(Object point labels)
= = = = = = =
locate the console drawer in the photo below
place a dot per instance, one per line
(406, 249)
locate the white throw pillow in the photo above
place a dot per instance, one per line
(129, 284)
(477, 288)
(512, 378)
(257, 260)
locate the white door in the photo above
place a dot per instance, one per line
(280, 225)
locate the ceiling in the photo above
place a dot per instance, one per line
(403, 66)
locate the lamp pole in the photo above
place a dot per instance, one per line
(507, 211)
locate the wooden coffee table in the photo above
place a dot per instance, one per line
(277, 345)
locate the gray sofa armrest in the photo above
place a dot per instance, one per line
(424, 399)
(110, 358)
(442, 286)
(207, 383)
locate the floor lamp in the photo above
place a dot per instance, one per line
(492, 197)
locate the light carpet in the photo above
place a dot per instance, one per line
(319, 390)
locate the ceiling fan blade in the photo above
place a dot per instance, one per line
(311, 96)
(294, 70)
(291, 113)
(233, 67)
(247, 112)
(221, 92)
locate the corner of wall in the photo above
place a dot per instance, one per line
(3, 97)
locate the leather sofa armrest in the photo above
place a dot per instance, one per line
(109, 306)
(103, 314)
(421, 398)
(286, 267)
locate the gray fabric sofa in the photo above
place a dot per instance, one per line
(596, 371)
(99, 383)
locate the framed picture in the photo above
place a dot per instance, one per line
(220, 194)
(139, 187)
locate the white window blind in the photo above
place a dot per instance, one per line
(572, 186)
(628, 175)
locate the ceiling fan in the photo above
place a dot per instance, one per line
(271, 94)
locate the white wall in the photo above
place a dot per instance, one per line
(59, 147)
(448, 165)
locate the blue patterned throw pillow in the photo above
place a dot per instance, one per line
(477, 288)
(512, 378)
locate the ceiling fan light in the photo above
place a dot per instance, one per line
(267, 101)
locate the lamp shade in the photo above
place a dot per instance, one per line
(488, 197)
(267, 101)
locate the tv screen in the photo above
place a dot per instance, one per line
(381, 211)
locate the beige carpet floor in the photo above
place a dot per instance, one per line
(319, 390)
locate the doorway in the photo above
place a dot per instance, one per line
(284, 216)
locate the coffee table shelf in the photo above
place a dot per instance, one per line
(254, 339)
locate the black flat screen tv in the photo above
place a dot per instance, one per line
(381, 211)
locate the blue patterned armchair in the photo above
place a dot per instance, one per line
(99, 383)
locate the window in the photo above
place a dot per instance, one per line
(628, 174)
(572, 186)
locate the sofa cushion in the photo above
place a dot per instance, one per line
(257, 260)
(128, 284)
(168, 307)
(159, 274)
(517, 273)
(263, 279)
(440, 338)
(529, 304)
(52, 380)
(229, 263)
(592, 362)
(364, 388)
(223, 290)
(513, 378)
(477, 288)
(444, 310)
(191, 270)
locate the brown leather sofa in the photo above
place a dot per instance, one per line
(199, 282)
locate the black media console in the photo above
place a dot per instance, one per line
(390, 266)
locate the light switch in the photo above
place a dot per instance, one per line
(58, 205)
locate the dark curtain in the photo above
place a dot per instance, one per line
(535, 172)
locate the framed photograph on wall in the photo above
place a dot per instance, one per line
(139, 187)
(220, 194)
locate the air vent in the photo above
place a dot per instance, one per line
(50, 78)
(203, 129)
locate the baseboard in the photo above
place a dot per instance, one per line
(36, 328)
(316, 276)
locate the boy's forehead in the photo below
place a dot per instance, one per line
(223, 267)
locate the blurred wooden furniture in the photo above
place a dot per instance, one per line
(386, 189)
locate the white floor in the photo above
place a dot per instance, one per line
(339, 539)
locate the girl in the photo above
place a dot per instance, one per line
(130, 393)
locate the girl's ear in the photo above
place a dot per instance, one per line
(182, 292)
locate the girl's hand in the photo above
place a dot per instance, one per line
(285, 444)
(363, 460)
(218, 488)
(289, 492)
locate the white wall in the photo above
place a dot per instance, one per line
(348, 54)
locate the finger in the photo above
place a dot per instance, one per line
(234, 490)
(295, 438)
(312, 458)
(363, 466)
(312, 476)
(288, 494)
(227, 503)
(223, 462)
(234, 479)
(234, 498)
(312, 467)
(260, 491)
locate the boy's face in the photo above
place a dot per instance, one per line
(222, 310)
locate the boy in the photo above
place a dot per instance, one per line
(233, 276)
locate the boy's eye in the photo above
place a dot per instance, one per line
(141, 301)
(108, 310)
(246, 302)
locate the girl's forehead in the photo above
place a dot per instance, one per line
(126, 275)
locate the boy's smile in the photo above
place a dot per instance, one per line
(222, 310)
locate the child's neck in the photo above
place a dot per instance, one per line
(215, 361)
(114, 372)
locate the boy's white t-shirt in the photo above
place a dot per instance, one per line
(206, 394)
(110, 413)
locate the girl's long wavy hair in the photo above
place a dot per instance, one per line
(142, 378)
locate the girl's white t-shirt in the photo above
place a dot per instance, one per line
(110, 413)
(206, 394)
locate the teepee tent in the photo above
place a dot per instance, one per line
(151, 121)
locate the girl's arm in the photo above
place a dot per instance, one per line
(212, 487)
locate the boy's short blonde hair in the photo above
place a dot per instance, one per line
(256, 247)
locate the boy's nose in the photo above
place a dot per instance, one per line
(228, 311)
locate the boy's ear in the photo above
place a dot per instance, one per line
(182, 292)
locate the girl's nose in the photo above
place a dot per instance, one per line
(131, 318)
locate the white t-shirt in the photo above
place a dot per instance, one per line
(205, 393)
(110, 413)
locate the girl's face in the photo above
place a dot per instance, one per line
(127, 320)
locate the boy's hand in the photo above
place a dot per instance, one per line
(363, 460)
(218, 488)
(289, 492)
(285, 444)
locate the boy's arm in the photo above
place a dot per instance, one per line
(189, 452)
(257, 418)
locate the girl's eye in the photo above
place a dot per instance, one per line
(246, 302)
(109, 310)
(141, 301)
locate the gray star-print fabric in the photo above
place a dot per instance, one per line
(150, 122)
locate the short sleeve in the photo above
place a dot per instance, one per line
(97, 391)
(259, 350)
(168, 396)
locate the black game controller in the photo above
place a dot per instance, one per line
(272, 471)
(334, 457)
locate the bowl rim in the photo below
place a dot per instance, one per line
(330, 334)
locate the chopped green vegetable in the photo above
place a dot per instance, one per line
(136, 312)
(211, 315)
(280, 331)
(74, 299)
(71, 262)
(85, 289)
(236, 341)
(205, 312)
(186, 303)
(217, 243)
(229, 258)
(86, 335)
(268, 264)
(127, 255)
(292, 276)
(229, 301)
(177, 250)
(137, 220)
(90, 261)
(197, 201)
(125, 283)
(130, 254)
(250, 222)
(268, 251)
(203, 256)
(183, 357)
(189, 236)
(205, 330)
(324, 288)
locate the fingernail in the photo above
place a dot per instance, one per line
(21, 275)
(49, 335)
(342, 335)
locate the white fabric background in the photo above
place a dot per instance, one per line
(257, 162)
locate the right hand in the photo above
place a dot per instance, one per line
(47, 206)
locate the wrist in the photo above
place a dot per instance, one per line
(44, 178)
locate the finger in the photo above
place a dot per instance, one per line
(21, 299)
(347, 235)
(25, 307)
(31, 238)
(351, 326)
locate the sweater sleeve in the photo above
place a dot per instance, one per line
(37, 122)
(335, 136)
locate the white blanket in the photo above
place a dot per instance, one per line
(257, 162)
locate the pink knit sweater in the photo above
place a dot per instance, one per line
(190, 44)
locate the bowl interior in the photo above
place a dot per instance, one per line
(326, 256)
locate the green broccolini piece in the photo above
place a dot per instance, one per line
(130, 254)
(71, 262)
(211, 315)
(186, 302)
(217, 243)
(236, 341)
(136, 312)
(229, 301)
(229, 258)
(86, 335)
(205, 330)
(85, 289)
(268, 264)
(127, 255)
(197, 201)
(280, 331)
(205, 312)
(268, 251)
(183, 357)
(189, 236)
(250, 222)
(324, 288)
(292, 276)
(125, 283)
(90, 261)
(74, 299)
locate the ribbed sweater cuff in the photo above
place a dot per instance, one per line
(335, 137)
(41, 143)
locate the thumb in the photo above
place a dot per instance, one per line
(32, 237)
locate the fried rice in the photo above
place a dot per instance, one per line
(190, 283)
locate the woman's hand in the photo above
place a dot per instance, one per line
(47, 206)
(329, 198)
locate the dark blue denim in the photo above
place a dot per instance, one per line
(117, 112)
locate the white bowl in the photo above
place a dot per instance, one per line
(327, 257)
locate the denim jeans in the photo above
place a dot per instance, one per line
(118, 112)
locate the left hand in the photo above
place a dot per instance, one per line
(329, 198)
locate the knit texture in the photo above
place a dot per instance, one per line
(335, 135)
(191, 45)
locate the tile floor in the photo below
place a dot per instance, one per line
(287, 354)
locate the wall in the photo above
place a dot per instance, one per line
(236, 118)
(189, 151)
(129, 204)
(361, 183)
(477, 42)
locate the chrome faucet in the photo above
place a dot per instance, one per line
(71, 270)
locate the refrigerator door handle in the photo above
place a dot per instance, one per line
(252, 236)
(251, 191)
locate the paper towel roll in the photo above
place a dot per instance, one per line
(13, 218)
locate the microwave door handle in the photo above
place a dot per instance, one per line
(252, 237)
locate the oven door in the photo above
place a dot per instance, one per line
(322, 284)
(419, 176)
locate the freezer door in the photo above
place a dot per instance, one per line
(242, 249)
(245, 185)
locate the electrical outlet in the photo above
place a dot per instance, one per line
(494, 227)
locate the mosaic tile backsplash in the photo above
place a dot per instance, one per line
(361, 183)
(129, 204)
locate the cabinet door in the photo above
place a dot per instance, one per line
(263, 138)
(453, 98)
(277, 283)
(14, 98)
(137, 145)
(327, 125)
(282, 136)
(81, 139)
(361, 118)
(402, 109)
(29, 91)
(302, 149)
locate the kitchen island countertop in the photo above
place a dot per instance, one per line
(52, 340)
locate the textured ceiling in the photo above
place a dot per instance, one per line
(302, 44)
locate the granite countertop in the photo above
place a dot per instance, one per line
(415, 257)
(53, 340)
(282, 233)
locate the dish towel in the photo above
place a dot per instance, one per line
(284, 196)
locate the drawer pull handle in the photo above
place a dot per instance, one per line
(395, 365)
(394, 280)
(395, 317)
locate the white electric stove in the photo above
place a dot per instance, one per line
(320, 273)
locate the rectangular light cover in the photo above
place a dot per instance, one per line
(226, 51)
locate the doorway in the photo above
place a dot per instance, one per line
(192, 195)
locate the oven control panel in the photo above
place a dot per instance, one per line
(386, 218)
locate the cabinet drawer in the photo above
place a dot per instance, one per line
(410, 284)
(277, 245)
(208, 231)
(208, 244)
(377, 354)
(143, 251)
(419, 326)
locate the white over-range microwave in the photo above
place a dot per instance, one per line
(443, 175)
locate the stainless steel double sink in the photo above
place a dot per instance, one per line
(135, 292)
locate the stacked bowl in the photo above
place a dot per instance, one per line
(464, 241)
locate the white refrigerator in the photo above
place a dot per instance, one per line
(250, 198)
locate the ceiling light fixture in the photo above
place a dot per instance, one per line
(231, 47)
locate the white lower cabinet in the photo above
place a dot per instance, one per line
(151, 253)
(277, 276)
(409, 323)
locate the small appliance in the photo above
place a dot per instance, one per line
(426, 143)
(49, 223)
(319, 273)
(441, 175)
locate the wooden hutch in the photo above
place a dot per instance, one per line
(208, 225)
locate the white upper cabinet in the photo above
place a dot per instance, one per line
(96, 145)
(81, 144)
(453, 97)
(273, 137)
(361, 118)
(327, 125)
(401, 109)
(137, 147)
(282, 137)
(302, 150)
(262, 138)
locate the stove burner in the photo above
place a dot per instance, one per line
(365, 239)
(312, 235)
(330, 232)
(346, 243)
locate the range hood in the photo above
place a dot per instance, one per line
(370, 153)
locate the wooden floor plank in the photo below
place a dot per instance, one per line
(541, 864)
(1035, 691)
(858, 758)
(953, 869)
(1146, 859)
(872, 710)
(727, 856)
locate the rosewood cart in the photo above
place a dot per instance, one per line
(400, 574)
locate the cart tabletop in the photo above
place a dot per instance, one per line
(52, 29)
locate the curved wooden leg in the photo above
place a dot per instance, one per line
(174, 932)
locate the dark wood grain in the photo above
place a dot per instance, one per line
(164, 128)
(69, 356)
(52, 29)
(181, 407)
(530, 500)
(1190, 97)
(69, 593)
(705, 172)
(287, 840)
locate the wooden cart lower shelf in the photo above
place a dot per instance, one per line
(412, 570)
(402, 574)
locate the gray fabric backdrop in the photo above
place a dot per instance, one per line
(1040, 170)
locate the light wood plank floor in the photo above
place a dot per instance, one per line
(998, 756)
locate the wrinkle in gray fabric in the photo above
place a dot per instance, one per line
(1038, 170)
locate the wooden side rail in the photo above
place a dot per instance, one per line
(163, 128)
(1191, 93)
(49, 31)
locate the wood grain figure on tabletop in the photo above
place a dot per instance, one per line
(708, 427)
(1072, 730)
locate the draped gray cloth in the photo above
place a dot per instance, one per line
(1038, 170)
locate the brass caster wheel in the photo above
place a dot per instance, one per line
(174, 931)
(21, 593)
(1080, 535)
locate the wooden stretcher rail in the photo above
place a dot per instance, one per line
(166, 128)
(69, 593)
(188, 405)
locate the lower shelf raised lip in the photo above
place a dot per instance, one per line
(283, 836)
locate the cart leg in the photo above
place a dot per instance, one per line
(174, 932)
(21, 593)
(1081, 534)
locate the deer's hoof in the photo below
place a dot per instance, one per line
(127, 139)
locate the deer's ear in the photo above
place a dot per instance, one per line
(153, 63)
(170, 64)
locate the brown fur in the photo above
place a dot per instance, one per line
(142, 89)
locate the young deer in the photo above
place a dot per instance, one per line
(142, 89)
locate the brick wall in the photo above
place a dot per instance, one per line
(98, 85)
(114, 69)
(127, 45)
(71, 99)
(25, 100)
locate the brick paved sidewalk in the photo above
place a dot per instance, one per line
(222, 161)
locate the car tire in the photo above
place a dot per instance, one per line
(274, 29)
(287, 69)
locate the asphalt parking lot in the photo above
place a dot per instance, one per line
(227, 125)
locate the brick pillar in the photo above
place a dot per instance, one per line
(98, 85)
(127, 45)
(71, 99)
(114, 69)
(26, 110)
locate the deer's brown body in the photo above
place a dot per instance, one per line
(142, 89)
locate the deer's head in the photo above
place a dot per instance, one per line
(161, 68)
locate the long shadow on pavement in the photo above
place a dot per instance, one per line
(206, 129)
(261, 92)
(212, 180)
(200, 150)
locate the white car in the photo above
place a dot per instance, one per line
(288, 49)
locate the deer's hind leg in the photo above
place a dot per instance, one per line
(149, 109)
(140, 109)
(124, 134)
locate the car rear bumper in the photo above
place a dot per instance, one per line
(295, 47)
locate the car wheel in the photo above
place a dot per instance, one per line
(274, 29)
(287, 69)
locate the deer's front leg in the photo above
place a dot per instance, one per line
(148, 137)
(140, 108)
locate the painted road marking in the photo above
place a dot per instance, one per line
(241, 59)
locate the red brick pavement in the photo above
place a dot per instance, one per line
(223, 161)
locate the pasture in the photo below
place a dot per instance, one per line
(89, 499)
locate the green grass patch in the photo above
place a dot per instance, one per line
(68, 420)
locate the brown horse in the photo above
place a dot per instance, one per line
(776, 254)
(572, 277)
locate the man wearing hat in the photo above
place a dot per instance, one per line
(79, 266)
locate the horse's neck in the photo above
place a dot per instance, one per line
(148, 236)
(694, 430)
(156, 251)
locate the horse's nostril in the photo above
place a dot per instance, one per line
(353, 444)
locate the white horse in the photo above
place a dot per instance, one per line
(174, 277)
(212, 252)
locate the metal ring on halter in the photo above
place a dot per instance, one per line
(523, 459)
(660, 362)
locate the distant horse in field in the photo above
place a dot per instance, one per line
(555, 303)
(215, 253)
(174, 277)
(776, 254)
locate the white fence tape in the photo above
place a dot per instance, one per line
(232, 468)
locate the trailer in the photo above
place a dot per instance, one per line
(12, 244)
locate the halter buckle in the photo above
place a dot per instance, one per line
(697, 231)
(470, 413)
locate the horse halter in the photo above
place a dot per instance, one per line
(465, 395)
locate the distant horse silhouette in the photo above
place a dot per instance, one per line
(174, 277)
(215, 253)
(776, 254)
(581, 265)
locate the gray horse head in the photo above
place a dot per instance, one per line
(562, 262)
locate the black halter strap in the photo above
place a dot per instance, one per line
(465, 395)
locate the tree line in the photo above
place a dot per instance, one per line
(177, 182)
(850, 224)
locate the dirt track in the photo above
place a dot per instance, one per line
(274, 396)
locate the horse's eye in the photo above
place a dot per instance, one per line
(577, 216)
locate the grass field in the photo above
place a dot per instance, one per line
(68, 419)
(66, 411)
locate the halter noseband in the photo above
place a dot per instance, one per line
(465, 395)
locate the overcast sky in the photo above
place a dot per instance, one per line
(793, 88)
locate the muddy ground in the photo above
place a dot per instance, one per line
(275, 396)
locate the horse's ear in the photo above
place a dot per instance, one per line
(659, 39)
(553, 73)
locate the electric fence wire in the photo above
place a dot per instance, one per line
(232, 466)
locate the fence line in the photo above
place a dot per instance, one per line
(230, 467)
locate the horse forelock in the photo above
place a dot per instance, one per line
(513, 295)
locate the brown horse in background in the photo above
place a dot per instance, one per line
= = = = = = =
[PROBLEM] Write out exactly the lines starting with the one that holds "locate the horse's nostril in the photo above" and running through the last line above.

[OUTPUT FOR THIS TASK]
locate the horse's nostril in the photo above
place a dot per instance, one per line
(353, 444)
locate the white horse in the photo above
place a dot per instance, one per line
(174, 277)
(212, 252)
locate the metal ring on halter in the photo above
place a dot per instance, one per line
(523, 459)
(660, 362)
locate the distant horse in field in the photo above
place a dot per instance, one per line
(555, 303)
(215, 253)
(174, 277)
(776, 254)
locate the white fence tape in the photo above
place a dot per instance, one per line
(232, 468)
locate the trailer in the photo above
place a dot per instance, one per line
(12, 244)
locate the halter buckle in the photo above
place a dot per instance, one per line
(697, 231)
(470, 413)
locate the horse halter in the photo above
place a dot per instance, one per line
(465, 395)
locate the distant horse silhouette in the photo above
place a dot per instance, one per line
(174, 277)
(215, 253)
(776, 254)
(581, 265)
locate the gray horse head in the photo above
place a dot per instance, one per line
(562, 262)
locate the black halter strap in the photo above
place a dot per instance, one per line
(465, 395)
locate the tree line in the photo above
place a dot per instance, one per line
(177, 182)
(850, 224)
locate the dirt track in the photo above
place a dot per instance, one per line
(274, 396)
locate the horse's eye in the photo above
place a dot per instance, one per line
(577, 216)
locate the grass field in the photo above
place a dot per instance, one per line
(68, 419)
(66, 411)
locate the halter noseband in the photo above
place a dot per instance, one per line
(465, 395)
locate the overcast sky in the photo above
place a dot per instance, one per line
(793, 88)
locate the muddy ground in the photo above
place a dot per instance, one per line
(275, 396)
locate the horse's ear in the photo above
place a dot per instance, one per line
(659, 39)
(553, 73)
locate the electric fence wire in the photo above
place a dot per instance, one per line
(232, 466)
locate the fence line in the photo above
place a dot per instance, one per line
(230, 467)
locate the horse forelock in the photo above
place a dot per instance, one per line
(513, 295)
locate the brown horse in background in the photo above
place a dot per instance, one per line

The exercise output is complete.